**** Input data

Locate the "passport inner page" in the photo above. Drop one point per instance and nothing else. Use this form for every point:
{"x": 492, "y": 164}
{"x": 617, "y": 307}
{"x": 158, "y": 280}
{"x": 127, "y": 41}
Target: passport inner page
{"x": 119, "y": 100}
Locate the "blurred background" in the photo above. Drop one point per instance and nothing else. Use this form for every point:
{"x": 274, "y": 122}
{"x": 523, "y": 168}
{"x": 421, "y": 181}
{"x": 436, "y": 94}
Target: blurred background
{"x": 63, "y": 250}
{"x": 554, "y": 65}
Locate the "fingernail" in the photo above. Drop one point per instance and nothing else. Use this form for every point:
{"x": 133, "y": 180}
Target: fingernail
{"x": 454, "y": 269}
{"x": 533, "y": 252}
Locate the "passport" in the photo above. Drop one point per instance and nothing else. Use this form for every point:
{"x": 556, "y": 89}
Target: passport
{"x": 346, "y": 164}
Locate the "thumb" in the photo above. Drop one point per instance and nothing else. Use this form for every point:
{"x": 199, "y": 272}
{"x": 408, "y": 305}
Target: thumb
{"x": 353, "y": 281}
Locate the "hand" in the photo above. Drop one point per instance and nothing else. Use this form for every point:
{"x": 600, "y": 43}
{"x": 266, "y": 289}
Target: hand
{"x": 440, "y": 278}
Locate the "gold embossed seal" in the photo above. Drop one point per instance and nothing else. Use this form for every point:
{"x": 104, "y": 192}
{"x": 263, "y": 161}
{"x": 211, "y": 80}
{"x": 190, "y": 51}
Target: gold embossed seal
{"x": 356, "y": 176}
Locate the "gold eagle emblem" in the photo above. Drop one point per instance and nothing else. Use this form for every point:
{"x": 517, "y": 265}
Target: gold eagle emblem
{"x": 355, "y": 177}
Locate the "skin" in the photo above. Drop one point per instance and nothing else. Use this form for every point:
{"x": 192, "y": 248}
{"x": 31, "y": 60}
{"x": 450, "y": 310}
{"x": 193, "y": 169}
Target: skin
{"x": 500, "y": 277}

********
**** Input data

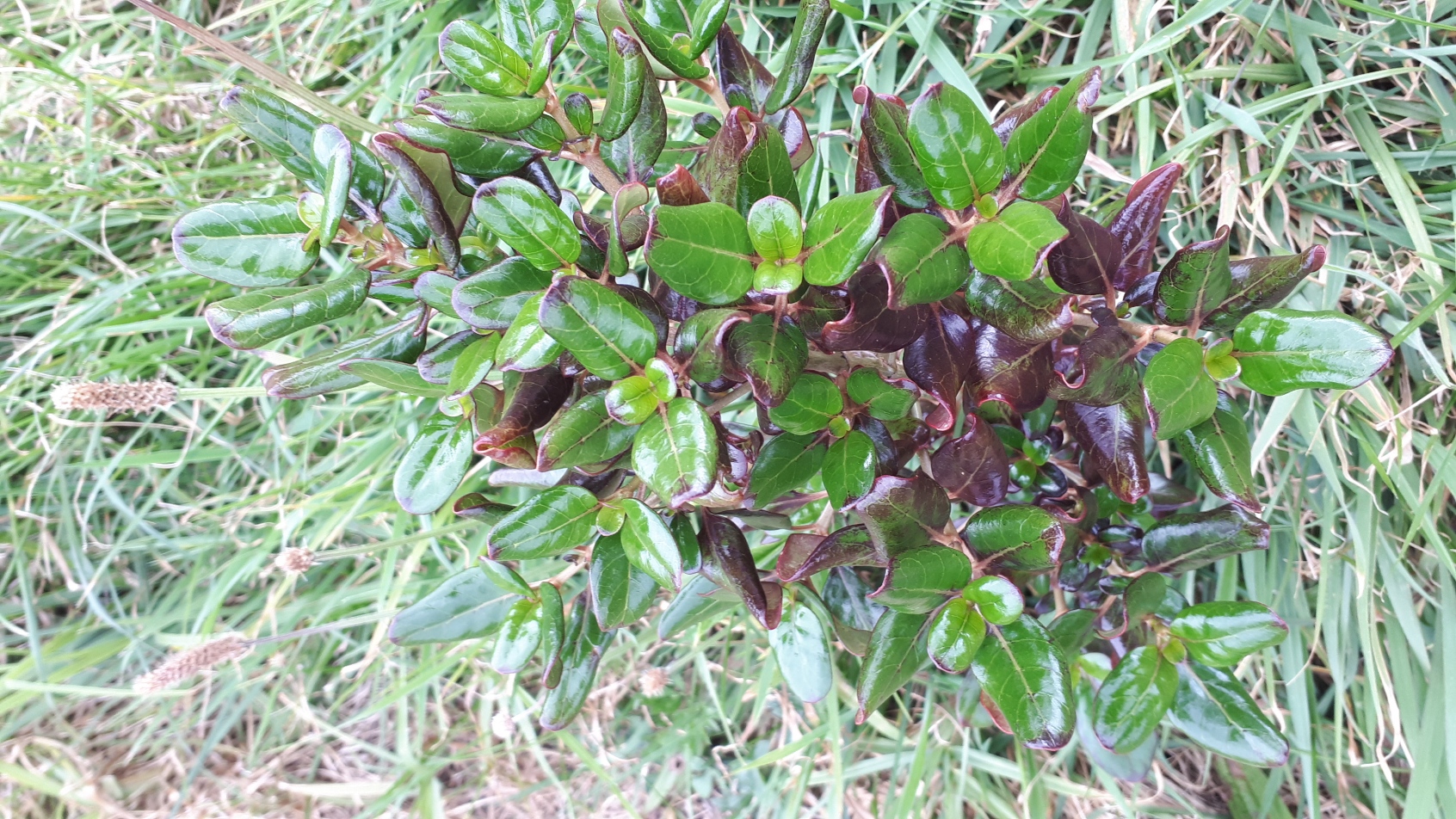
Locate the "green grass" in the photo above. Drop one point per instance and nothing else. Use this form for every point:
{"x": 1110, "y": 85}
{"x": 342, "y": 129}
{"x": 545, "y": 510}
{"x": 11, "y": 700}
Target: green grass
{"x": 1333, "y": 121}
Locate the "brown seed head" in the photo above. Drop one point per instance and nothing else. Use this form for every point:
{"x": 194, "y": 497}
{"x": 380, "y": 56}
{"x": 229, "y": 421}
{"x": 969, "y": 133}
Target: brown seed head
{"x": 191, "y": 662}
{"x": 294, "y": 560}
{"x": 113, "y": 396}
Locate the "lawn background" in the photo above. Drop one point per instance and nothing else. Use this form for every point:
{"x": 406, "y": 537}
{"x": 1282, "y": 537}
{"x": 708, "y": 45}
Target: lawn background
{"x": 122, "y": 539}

********
**** Input data

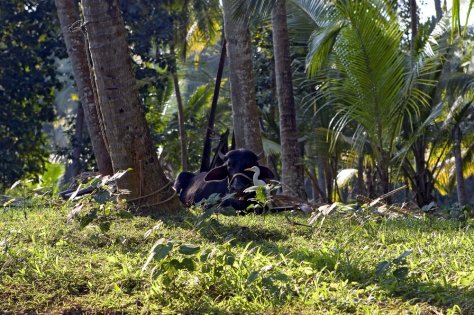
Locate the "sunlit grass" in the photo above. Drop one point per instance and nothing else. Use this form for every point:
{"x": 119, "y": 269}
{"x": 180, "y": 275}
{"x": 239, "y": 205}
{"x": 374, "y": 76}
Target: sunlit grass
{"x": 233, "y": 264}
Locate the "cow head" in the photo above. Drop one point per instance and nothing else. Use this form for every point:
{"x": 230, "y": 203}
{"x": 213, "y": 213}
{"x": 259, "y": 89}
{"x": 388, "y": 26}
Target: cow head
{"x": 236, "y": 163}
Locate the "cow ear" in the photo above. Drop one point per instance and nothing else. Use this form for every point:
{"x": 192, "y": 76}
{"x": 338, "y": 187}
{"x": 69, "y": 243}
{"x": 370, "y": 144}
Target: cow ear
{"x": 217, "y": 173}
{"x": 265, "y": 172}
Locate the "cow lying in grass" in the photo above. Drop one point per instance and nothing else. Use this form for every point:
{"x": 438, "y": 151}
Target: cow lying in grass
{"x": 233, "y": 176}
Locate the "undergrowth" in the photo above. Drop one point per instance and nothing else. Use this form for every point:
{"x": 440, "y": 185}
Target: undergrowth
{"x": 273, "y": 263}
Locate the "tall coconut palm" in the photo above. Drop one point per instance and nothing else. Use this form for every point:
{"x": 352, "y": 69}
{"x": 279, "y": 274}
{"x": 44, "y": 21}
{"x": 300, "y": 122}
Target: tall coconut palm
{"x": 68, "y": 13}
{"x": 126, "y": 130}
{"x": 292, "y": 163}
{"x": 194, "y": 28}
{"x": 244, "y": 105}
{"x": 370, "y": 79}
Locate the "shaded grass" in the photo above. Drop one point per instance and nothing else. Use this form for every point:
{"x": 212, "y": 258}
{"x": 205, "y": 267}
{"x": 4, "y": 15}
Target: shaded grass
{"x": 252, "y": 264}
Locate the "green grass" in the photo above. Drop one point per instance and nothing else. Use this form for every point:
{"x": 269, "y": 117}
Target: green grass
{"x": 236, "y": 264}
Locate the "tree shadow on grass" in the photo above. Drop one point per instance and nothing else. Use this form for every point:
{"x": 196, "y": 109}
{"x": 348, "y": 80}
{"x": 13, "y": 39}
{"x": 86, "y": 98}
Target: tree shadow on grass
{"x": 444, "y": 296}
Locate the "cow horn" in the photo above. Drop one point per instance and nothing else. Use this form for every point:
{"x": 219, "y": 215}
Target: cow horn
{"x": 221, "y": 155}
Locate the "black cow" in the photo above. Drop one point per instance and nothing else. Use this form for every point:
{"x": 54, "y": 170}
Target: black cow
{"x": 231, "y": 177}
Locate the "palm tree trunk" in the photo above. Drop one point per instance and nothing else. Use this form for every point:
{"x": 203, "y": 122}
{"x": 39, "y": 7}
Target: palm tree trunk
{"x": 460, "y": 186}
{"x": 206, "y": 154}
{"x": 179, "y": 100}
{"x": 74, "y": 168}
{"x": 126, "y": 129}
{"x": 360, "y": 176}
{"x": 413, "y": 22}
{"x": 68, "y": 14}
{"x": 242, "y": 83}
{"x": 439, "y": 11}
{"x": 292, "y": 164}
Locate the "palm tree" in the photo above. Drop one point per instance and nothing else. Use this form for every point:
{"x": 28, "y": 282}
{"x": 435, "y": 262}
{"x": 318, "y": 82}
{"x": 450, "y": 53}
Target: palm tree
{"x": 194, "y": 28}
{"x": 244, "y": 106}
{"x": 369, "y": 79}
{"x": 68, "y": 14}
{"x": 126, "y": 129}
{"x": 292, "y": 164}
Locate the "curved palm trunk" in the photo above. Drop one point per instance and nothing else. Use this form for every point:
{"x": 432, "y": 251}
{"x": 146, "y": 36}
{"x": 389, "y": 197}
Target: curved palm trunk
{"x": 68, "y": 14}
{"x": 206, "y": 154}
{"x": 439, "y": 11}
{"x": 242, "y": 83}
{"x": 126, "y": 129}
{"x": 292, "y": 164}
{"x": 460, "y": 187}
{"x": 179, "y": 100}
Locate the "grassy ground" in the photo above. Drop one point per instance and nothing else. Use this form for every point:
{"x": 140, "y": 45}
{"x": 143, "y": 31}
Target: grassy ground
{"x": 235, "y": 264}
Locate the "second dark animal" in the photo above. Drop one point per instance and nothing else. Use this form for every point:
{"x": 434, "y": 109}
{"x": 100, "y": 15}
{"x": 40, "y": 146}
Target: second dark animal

********

Directions for this task
Count the lines of the records that contain the string "shadow", matching case exactly, and give only the number.

Correct result
2